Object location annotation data
— Start —

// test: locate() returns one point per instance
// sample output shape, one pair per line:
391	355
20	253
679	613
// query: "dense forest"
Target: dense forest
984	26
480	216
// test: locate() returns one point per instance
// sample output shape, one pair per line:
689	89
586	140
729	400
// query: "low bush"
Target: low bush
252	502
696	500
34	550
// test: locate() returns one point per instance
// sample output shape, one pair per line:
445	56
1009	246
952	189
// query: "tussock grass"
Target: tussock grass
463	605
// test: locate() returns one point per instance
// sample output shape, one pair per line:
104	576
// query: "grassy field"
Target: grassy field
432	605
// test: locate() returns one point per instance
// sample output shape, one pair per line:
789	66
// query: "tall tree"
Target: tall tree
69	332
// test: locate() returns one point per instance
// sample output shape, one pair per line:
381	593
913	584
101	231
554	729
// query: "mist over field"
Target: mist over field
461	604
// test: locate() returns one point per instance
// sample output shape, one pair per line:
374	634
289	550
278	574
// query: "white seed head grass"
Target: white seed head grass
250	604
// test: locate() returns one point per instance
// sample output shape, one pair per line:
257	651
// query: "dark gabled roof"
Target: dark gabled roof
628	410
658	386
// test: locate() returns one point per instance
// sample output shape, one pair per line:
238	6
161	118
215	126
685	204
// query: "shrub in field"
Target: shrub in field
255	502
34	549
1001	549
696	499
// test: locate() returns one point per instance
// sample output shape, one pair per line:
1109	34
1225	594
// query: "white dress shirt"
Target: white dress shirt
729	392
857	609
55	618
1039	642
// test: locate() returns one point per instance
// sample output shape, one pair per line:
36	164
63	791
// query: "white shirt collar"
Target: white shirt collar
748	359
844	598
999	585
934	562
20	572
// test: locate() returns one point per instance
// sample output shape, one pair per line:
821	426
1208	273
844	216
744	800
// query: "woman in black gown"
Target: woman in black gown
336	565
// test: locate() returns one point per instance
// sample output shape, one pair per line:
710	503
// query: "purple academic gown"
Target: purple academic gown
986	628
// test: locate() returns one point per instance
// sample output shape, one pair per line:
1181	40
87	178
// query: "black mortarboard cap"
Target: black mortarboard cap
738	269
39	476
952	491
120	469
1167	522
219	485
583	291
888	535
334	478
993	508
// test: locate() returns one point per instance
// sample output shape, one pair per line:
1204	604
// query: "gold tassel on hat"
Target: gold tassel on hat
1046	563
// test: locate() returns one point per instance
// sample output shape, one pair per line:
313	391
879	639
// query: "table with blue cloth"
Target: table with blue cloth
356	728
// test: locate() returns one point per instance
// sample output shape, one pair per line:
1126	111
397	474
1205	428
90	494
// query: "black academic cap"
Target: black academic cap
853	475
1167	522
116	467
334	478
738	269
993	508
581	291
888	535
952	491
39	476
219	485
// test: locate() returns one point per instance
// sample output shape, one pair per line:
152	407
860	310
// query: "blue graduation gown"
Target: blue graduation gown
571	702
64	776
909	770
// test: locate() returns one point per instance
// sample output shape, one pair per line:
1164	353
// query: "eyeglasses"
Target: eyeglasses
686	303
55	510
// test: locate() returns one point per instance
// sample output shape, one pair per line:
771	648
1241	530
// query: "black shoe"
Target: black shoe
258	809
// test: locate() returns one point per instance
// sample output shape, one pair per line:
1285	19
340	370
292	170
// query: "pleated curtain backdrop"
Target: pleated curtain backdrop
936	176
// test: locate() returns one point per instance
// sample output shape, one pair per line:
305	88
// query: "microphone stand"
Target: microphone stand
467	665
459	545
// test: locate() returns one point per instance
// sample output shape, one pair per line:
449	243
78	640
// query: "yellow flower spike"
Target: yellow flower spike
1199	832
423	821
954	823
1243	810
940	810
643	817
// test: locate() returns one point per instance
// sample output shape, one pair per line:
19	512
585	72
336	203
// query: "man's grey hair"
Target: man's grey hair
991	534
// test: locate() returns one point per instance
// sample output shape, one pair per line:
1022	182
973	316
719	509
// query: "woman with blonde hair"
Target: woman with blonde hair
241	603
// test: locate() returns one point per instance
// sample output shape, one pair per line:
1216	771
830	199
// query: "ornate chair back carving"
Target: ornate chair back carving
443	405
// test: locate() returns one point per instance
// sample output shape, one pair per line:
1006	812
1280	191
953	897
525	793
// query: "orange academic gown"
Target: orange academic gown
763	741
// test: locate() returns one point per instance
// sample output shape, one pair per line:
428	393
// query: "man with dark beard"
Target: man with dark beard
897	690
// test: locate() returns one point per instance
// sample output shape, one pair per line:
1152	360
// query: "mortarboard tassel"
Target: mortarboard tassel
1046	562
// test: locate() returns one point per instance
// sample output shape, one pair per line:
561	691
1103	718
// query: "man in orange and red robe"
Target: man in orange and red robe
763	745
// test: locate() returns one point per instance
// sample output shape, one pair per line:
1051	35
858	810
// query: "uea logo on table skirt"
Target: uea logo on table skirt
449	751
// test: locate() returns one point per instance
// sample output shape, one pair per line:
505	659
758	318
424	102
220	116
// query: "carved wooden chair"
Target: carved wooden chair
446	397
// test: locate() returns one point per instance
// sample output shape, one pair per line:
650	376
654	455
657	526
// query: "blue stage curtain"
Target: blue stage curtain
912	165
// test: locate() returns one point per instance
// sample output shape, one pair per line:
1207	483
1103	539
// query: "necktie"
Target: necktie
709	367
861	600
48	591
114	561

— End —

» What you have to do:
Write out all the entries exactly.

» Task result:
// test: locate() returns one point per instance
// sample output shape, one pair per line:
391	355
20	253
679	613
// query: "dense forest"
Target: dense forest
984	26
480	216
// test: locate() returns one point per instance
// sample output shape, one pair per line:
689	89
586	140
729	400
// query: "low bush"
Target: low bush
252	502
696	500
34	550
// test: locate() returns one point per instance
// sample output shape, one pair per line:
445	56
1009	246
952	189
// query: "tussock grass"
Target: tussock grass
463	605
// test: locate() returns one point per instance
// sample output shape, one pair per line:
104	576
// query: "grassy field"
Target: grassy field
432	605
// test: locate() returns one point per instance
// sample output shape, one pair per line:
789	66
// query: "tall tree"
Target: tall tree
69	332
// test: locate() returns one point per instance
// sample output shape, one pair per line:
381	593
913	584
101	231
554	729
// query: "mist over field"
Target: mist over field
461	604
// test: locate() returns one point per instance
// sample output shape, one pair per line:
374	634
289	550
278	574
// query: "white seed head grass"
Target: white seed head grass
250	604
// test: locate() returns one point per instance
// sample output shape, one pair per line:
257	651
// query: "dark gabled roof"
Target: dark gabled roof
628	410
658	386
// test: locate() returns one point per instance
// sample output shape, one pair per line:
238	6
161	118
215	126
685	204
// query: "shrub in field"
Target: shrub in field
255	502
34	549
1001	549
696	499
// test: locate() returns one point per instance
// sample output shape, one pair per line:
1109	34
1225	594
// query: "white dress shirt"
Target: white dress shirt
729	392
857	609
55	618
1039	642
// test: locate() returns one point per instance
// sample output shape, one pair per line:
36	164
63	791
// query: "white shirt collar"
Target: white shirt collar
748	359
844	598
999	585
934	562
20	572
// test: locate() returns one point per instance
// sample output shape, one pair per line:
821	426
1208	273
844	216
744	800
// query: "woman in black gown"
Target: woman in black gown
336	565
// test: locate() returns one point per instance
// sample output shape, one pair per line:
710	503
// query: "purple academic gown"
Target: purple academic gown
986	628
// test: locate() returns one point per instance
// sample output shape, one pair per line:
1181	40
87	178
// query: "black mortarboard cap"
Target: black mortarboard cap
738	269
39	476
952	491
120	469
1167	522
219	485
583	291
888	535
334	478
993	508
// test: locate() returns one point per instance
// sample output shape, one pair per line:
1204	604
// query: "gold tassel on hat"
Target: gold tassel on hat
1046	563
// test: locate() returns one point per instance
// sample output shape, one pair per line:
313	391
879	639
// query: "table with blue cloth"
Target: table with blue cloth
356	728
// test: locate() returns one point per instance
// sample output shape, one pair per line:
1126	111
397	474
1205	428
90	494
// query: "black academic cap"
Target: black academic cap
853	475
1167	522
116	467
334	478
738	269
993	508
581	291
888	535
952	491
39	476
219	485
// test: locate() returns one point per instance
// sample output shape, one pair per line:
152	407
860	310
// query: "blue graduation gown"
Target: blue graduation gown
571	702
64	776
909	770
// test: locate() returns one point per instance
// sample output shape, one pair per line:
1164	353
// query: "eyeglasses"
Target: eyeglasses
686	303
55	510
// test: locate() returns one point per instance
// sample output shape, one pair per line:
771	648
1241	530
// query: "black shoe"
Target: black shoe
258	809
// test: locate() returns one point per instance
// sample output shape, one pair per line:
1285	19
340	370
292	170
// query: "pleated curtain backdrop"
Target: pleated curtain backdrop
936	176
// test: locate() returns one point per instance
// sample output shape, one pair per line:
305	88
// query: "microphone stand"
Target: microphone stand
467	665
459	545
// test: locate() returns one point per instance
// sample output shape, one pair per line:
449	243
78	640
// query: "yellow flower spike"
Target: yellow flower spike
1199	832
423	821
954	823
1243	810
940	810
643	817
// test: locate() returns one point per instance
// sample output shape, one pair per line:
19	512
585	72
336	203
// query: "man's grey hair"
Target: man's grey hair
991	534
// test: locate() returns one point per instance
// sample output shape, one pair per line:
1022	182
973	316
719	509
// query: "woman with blonde hair"
Target: woman with blonde hair
241	603
// test: locate() returns one point per instance
// sample output shape, one pair per line:
1216	771
830	199
// query: "ornate chair back carving"
Target: ornate chair back carving
443	405
// test: locate() returns one point per instance
// sample output shape, one pair per line:
1006	812
1280	191
953	897
525	793
// query: "orange academic gown"
Target: orange academic gown
763	741
// test: locate() returns one point per instance
// sample output shape, one pair per line:
428	393
// query: "man with dark beard"
Target: man with dark beard
897	690
// test: locate() returns one point per instance
// sample output shape, one pair per line:
1152	360
// query: "mortarboard tassel"
Target: mortarboard tassel
1046	562
// test: locate() returns one point per instance
// sample output shape, one pair per line:
561	691
1103	718
// query: "man in orange and red robe"
Target: man in orange and red robe
763	745
// test: locate() returns one point per instance
// sample output shape, one pair per line:
1051	35
858	810
// query: "uea logo on table skirt"
Target: uea logo on table skirt
449	751
// test: locate() returns one point per instance
// sample output shape, one pair per line:
505	659
758	318
424	102
220	116
// query: "carved wooden chair"
Target: carved wooden chair
446	397
// test: locate() returns one point per instance
// sample output shape, one pair per line:
650	376
654	455
657	526
// query: "blue stage curtain"
Target: blue stage curtain
912	165
// test: locate() returns one point per instance
// sample output shape, one pair per line:
1207	483
1103	539
// query: "necktie"
Target: necktie
709	367
861	600
48	591
114	561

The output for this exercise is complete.